Do this.
Copy the rows from the line holding "[spot] the man" through the last row, inclusive, with the requests included. Multiply every coordinate in the answers by 2.6, round each to a whole number with halves going up, and leave out the pictures.
**** Information shown ****
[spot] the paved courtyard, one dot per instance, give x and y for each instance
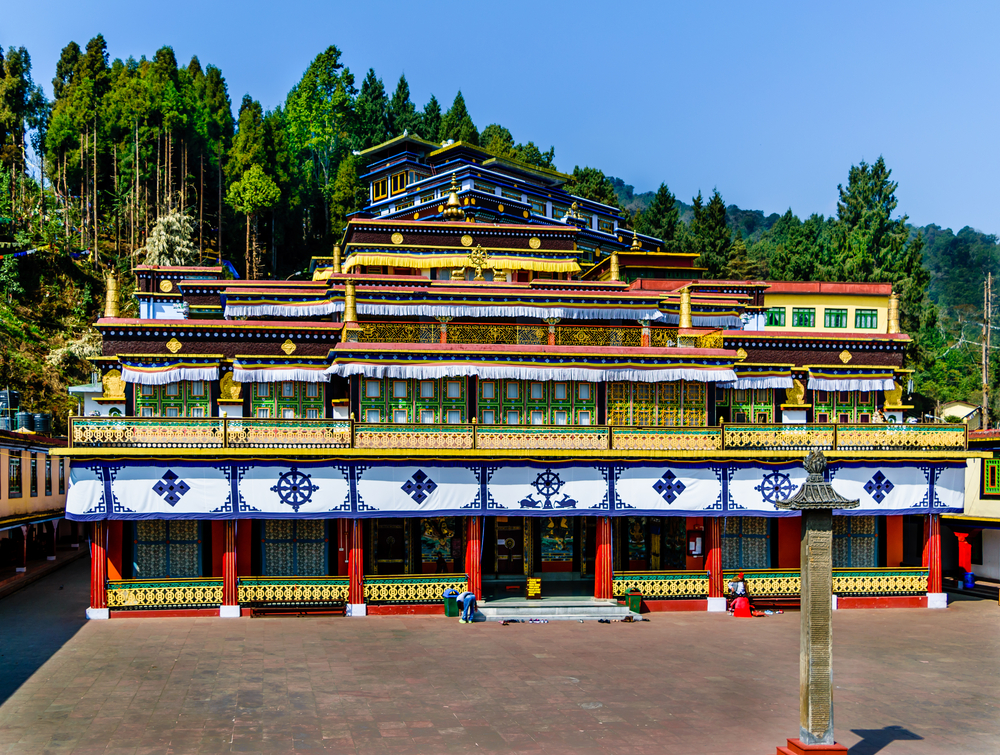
(908, 681)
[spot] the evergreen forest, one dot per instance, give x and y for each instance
(148, 162)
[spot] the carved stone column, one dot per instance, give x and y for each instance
(816, 499)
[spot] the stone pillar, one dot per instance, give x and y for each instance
(355, 570)
(816, 645)
(98, 570)
(603, 559)
(474, 555)
(713, 563)
(964, 550)
(936, 597)
(50, 546)
(230, 607)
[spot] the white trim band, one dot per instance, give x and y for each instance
(170, 376)
(514, 372)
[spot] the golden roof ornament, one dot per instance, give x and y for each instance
(453, 209)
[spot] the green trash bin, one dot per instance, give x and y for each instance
(635, 601)
(451, 604)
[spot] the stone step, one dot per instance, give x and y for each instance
(553, 610)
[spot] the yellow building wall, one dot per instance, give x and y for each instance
(820, 302)
(28, 504)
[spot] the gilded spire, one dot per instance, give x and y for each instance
(453, 210)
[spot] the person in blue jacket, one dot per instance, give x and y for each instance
(468, 602)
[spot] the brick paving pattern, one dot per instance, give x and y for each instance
(908, 681)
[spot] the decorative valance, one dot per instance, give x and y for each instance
(157, 369)
(566, 364)
(478, 303)
(564, 262)
(846, 378)
(750, 376)
(271, 369)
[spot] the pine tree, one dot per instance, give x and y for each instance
(430, 120)
(457, 123)
(592, 184)
(661, 218)
(715, 237)
(403, 115)
(372, 112)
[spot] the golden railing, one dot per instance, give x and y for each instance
(291, 590)
(254, 432)
(780, 437)
(193, 592)
(249, 433)
(413, 436)
(660, 585)
(902, 437)
(666, 438)
(412, 588)
(147, 432)
(540, 437)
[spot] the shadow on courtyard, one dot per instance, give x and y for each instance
(37, 621)
(875, 740)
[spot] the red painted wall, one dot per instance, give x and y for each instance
(893, 541)
(115, 549)
(218, 546)
(243, 548)
(695, 563)
(789, 542)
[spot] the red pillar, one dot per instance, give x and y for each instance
(98, 570)
(964, 550)
(474, 555)
(603, 570)
(932, 552)
(21, 556)
(355, 569)
(50, 550)
(343, 546)
(230, 593)
(713, 560)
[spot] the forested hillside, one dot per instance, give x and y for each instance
(145, 160)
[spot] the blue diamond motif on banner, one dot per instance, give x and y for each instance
(669, 487)
(878, 487)
(171, 488)
(419, 486)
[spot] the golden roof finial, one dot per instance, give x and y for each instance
(453, 210)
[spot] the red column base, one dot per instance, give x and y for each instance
(795, 747)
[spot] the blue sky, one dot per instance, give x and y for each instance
(769, 102)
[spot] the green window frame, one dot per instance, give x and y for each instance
(15, 477)
(171, 552)
(866, 319)
(834, 318)
(803, 317)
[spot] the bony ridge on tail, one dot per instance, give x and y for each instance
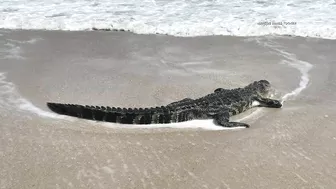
(219, 105)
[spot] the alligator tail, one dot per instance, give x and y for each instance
(115, 115)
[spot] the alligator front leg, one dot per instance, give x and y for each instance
(223, 119)
(269, 103)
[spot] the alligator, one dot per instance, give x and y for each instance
(220, 105)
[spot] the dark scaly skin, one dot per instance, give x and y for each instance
(219, 105)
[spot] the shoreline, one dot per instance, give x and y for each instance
(291, 147)
(276, 36)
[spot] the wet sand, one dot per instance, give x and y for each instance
(292, 147)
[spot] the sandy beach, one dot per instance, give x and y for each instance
(291, 147)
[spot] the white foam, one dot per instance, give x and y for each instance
(292, 61)
(176, 17)
(10, 99)
(302, 66)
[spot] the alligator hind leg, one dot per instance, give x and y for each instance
(269, 103)
(180, 102)
(223, 119)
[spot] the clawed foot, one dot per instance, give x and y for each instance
(233, 124)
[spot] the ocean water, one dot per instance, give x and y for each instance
(305, 18)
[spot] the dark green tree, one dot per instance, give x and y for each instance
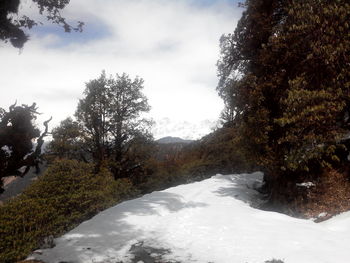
(110, 114)
(17, 133)
(68, 142)
(12, 26)
(286, 70)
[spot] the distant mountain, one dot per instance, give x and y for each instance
(169, 139)
(184, 129)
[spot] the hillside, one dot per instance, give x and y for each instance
(208, 221)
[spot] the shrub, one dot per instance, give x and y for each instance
(67, 194)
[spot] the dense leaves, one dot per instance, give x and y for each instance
(111, 117)
(284, 77)
(68, 193)
(17, 133)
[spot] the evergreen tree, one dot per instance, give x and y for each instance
(110, 114)
(286, 68)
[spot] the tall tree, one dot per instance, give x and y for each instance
(286, 69)
(17, 132)
(110, 113)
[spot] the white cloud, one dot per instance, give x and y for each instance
(172, 45)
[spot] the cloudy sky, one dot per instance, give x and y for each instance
(172, 44)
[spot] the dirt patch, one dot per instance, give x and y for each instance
(149, 254)
(329, 196)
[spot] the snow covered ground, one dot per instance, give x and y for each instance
(208, 221)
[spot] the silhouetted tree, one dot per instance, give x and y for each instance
(110, 114)
(12, 28)
(17, 132)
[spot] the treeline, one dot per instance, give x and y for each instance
(102, 155)
(285, 79)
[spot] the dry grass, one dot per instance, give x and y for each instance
(331, 195)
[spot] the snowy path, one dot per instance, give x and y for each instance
(208, 221)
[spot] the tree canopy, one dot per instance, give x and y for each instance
(17, 133)
(12, 26)
(284, 77)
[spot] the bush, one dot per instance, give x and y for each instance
(67, 194)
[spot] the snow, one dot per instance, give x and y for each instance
(306, 184)
(208, 221)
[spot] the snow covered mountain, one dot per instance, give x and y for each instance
(169, 139)
(183, 129)
(208, 221)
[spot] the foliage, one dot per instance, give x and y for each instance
(17, 132)
(67, 194)
(68, 142)
(12, 27)
(110, 114)
(286, 70)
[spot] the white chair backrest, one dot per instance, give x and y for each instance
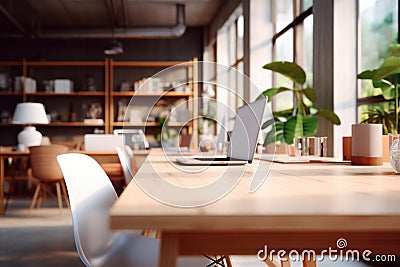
(91, 195)
(126, 157)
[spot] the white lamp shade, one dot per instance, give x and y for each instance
(30, 113)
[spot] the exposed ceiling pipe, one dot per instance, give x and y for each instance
(123, 33)
(12, 20)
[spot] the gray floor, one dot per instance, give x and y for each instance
(44, 238)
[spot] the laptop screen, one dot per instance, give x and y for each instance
(245, 130)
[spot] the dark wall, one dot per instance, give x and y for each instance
(187, 47)
(184, 48)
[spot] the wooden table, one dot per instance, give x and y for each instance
(300, 206)
(100, 156)
(7, 152)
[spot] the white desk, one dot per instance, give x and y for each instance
(300, 206)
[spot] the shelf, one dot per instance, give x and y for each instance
(75, 124)
(10, 63)
(66, 64)
(166, 94)
(83, 93)
(56, 124)
(150, 124)
(149, 64)
(11, 93)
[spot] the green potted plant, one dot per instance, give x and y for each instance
(301, 120)
(386, 78)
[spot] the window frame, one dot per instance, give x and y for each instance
(299, 16)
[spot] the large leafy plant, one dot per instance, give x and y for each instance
(301, 120)
(387, 79)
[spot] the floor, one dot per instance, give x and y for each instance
(44, 238)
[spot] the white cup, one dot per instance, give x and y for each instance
(366, 144)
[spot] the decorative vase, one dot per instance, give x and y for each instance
(395, 156)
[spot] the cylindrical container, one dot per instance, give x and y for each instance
(366, 144)
(346, 147)
(318, 146)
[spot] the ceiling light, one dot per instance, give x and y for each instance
(114, 49)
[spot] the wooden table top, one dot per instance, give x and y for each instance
(296, 197)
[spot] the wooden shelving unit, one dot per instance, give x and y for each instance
(139, 97)
(107, 93)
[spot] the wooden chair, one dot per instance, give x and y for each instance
(45, 168)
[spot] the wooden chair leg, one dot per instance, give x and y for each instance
(64, 191)
(285, 262)
(272, 263)
(228, 261)
(309, 263)
(35, 196)
(59, 199)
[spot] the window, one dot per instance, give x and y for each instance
(292, 41)
(230, 52)
(378, 29)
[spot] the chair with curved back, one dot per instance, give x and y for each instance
(91, 196)
(45, 169)
(128, 163)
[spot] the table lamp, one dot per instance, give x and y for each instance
(30, 113)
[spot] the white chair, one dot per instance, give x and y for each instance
(91, 195)
(128, 163)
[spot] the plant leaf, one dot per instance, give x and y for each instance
(275, 134)
(394, 50)
(288, 69)
(329, 115)
(309, 93)
(367, 75)
(299, 126)
(267, 123)
(390, 66)
(386, 87)
(269, 93)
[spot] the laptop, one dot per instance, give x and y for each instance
(102, 142)
(243, 139)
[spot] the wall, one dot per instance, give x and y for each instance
(187, 47)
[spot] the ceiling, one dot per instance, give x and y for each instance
(33, 17)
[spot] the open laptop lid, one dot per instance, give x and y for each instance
(245, 131)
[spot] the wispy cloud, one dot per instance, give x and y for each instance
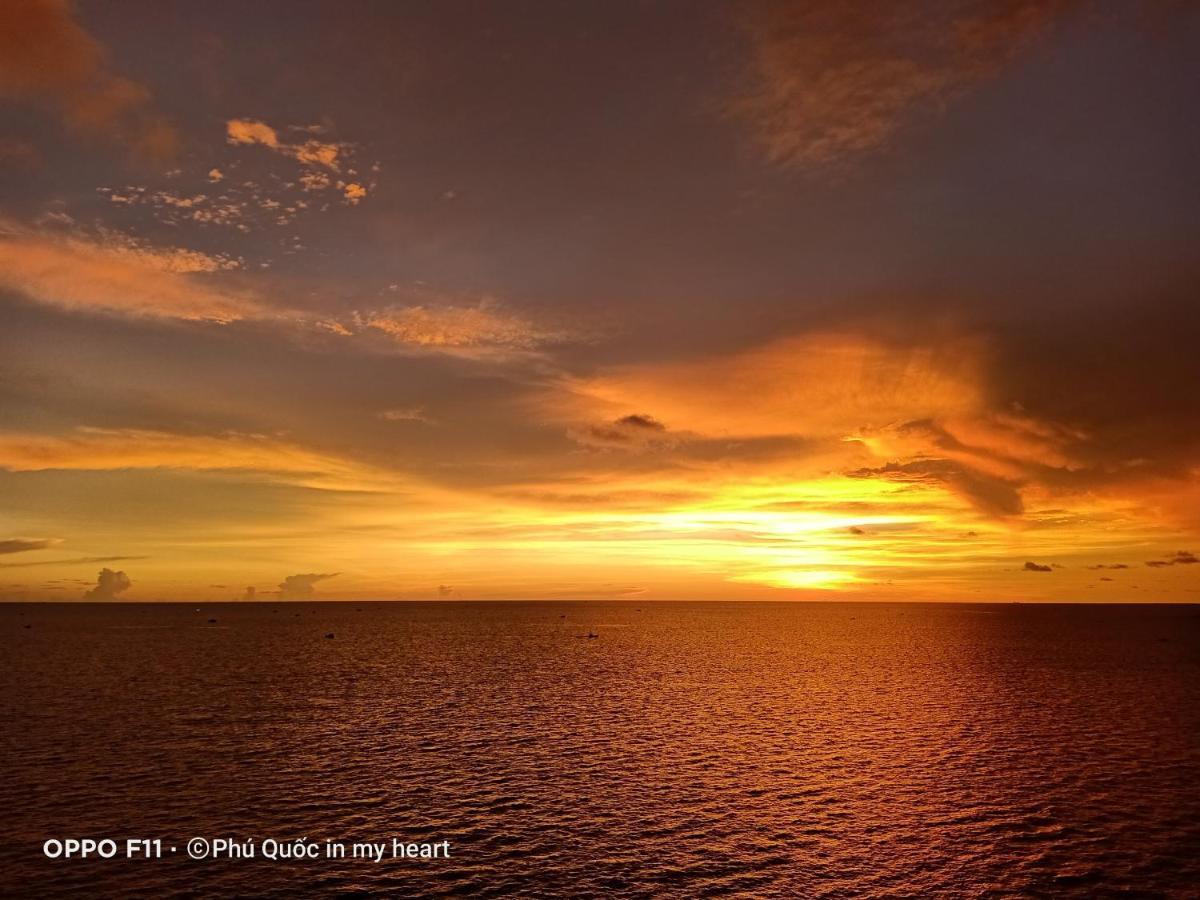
(829, 82)
(480, 329)
(114, 274)
(47, 58)
(99, 449)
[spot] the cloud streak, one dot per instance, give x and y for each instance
(829, 82)
(47, 58)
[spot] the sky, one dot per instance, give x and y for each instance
(600, 300)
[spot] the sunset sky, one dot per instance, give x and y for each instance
(612, 300)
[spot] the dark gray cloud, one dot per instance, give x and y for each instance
(989, 493)
(1181, 557)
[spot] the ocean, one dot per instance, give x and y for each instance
(687, 749)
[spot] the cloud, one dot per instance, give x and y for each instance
(117, 275)
(108, 586)
(102, 449)
(829, 82)
(47, 58)
(81, 561)
(628, 432)
(466, 330)
(18, 154)
(407, 414)
(301, 587)
(307, 153)
(815, 384)
(21, 545)
(989, 493)
(1177, 558)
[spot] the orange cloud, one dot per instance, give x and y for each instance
(47, 58)
(309, 153)
(100, 449)
(828, 384)
(831, 81)
(117, 275)
(466, 330)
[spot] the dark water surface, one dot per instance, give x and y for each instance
(689, 750)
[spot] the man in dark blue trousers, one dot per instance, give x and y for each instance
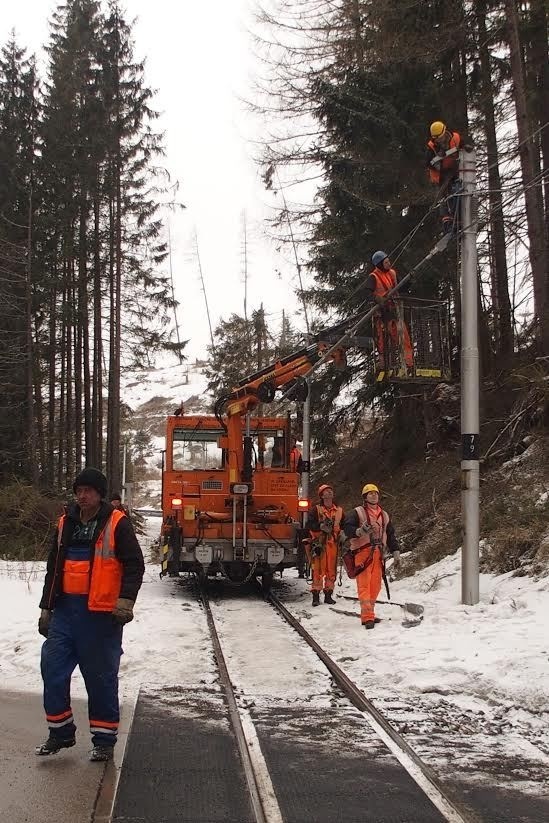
(95, 569)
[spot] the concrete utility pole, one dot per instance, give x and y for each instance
(306, 457)
(469, 384)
****
Task response.
[spot] the man in dark blue trousers, one dot per instance, give x and y for each instance
(247, 1479)
[spot] the concrete utility pole, one dot per instance, give x and y for each instance
(796, 1188)
(1219, 998)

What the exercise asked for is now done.